• **Data shown**:
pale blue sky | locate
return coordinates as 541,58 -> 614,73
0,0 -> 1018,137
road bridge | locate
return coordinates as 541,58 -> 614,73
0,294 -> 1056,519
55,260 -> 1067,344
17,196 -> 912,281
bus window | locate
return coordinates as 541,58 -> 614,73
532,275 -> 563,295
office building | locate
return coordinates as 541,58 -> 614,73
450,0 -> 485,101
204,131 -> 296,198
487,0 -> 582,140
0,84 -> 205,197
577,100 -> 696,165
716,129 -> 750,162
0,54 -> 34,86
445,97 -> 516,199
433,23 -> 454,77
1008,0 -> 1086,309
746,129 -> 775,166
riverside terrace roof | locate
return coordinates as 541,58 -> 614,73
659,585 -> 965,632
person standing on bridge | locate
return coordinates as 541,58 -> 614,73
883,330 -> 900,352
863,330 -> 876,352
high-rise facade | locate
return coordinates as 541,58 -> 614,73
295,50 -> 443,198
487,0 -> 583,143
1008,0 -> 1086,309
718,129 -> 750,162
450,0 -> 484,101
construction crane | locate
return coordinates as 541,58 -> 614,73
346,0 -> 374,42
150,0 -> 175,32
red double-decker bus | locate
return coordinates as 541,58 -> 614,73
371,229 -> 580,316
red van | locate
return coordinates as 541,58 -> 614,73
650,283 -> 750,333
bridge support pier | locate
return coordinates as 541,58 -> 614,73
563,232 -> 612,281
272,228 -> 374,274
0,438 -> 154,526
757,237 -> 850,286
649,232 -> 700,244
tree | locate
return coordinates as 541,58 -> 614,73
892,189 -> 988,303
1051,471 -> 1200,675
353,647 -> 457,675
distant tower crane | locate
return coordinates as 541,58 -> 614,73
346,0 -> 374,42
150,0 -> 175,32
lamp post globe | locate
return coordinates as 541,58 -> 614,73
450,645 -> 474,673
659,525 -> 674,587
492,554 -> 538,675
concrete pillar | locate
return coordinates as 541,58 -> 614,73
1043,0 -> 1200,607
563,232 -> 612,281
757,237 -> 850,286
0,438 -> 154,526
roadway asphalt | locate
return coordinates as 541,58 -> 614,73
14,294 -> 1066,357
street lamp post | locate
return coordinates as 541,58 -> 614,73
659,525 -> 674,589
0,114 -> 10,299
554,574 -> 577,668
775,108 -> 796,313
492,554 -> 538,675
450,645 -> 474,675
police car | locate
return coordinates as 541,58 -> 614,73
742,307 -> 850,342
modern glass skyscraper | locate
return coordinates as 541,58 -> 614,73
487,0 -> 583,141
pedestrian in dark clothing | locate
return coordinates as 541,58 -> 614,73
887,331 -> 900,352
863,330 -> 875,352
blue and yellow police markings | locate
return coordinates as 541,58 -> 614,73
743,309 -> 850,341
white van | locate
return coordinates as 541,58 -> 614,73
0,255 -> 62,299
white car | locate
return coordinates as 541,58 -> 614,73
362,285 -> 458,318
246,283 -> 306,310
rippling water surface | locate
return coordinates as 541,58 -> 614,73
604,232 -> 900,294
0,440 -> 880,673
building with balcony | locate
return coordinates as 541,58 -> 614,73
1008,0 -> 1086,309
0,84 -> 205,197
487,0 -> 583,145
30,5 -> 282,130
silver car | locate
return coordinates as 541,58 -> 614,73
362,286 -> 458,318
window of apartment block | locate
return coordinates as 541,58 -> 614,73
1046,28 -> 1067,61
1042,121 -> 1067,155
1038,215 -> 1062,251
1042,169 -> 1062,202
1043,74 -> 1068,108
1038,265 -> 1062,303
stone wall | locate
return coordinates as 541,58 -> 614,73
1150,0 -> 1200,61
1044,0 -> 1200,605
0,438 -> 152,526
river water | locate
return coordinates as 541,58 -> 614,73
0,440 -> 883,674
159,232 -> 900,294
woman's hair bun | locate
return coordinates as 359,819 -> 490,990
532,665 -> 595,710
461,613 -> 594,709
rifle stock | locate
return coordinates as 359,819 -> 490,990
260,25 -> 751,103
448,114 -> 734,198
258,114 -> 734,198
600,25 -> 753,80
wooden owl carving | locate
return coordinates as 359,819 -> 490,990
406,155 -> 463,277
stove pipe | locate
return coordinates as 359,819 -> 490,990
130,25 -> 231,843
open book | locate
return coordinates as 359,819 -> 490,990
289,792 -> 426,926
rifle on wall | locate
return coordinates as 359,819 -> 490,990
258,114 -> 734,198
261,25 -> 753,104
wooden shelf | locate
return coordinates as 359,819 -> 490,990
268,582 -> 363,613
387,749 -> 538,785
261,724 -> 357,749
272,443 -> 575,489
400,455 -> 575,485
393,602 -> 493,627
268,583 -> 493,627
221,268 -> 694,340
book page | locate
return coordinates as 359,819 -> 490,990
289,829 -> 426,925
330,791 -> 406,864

• **Your objective**: Can you return, unchanged and with both end lines included, the stretch of the records from the line containing "woman's hair bun | locate" through the line containing "261,25 -> 753,104"?

• **Solution for this problem**:
woman's hair bun | locate
return coordinates as 359,819 -> 490,990
532,665 -> 595,710
461,613 -> 594,709
rifle stock | locate
return coordinates as 359,819 -> 490,990
260,25 -> 751,103
448,114 -> 734,198
258,114 -> 734,198
600,25 -> 753,80
wooden owl carving | locate
return coordinates as 359,819 -> 490,990
406,155 -> 463,277
stove pipe | locate
return coordinates as 359,819 -> 490,990
130,25 -> 231,843
open book | locate
return coordinates as 359,819 -> 490,990
289,792 -> 426,926
rifle on wall | locate
return coordinates as 359,819 -> 490,990
258,114 -> 734,198
261,25 -> 753,104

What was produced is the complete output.